■ **EXCERPTED PASSAGE**:

============

The Modern Theory of Financial Intermediation

The Modern Theory of
Financial Intermediation
The Traditional Theory of FI
• Based on asymmetric information and
transaction costs.
– Intermediaries may signal their informed status to
investors by taking an equity stake based on the
information that they produce.
– Sufficiently diversified intermediaries may credibly
serve as delegated monitors in the presence of
reputational penalties.
• However, recently, intermediation has increased
despite declines in asymmetric information and
transactions costs.
Recent Changes in FI
• Traditional intermediaries (e.g., banks, insurance
companies) have declined in importance even as
the sector itself has been expanding
• GE Capital provides credit, but raises money
entirely by issuing securities rather than taking
deposits.
• Disintermediation: Securitization of bank loans
• Insuring the insurer
How to Explain These Changes?
• Think about the traditional view on the existence
of mutual funds
– High trading costs make it expensive for individual
investors to diversify, thus efficient diversification is
achieved by intermediation.
– Mutual funds have cheaper access to info about firms
that issue securities.

============

■ **RECORD EXCERPTS**:
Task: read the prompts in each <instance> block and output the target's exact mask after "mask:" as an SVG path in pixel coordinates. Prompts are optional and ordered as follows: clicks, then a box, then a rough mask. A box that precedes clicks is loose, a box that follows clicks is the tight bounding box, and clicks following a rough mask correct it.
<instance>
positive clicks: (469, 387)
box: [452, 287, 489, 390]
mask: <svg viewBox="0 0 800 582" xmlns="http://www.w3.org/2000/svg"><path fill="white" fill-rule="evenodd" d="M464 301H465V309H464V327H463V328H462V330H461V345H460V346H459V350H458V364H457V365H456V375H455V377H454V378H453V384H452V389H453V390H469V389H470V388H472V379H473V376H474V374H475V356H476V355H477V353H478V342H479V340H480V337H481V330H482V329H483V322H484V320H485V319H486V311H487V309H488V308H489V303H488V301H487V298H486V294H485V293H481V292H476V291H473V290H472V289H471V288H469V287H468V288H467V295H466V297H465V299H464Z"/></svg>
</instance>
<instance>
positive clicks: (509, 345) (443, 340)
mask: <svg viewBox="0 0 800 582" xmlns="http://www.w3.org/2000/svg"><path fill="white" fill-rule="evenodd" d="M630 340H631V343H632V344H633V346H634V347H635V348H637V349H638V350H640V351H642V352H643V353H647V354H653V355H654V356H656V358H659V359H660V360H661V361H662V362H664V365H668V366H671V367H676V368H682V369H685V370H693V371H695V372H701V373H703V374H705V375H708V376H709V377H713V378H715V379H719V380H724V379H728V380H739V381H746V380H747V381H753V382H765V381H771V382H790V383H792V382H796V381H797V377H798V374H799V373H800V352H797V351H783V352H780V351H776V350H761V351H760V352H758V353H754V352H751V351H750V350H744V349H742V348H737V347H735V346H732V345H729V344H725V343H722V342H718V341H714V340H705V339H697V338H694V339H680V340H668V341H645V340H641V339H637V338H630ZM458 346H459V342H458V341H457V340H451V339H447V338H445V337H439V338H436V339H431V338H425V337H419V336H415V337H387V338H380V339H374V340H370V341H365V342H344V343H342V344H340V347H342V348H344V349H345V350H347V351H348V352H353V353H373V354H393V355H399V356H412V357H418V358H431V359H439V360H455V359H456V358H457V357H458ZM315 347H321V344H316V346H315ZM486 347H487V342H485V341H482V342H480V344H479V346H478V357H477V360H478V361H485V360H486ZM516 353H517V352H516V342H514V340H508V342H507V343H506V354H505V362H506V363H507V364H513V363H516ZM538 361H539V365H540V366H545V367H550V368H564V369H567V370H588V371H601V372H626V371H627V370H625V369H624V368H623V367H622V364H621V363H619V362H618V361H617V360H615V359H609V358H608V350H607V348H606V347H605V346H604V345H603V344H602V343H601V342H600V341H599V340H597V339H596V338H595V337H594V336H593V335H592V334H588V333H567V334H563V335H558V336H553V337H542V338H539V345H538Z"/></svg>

============

Answer these questions from the slides on financial intermediation above:
(a) What two things is the traditional theory of financial intermediation based on?
(b) How does GE Capital raise money?
(c) Under the traditional view of mutual funds, what makes diversification expensive for individual investors?

(a) Asymmetric information and transaction costs.
(b) Entirely by issuing securities, rather than by taking deposits.
(c) High trading costs.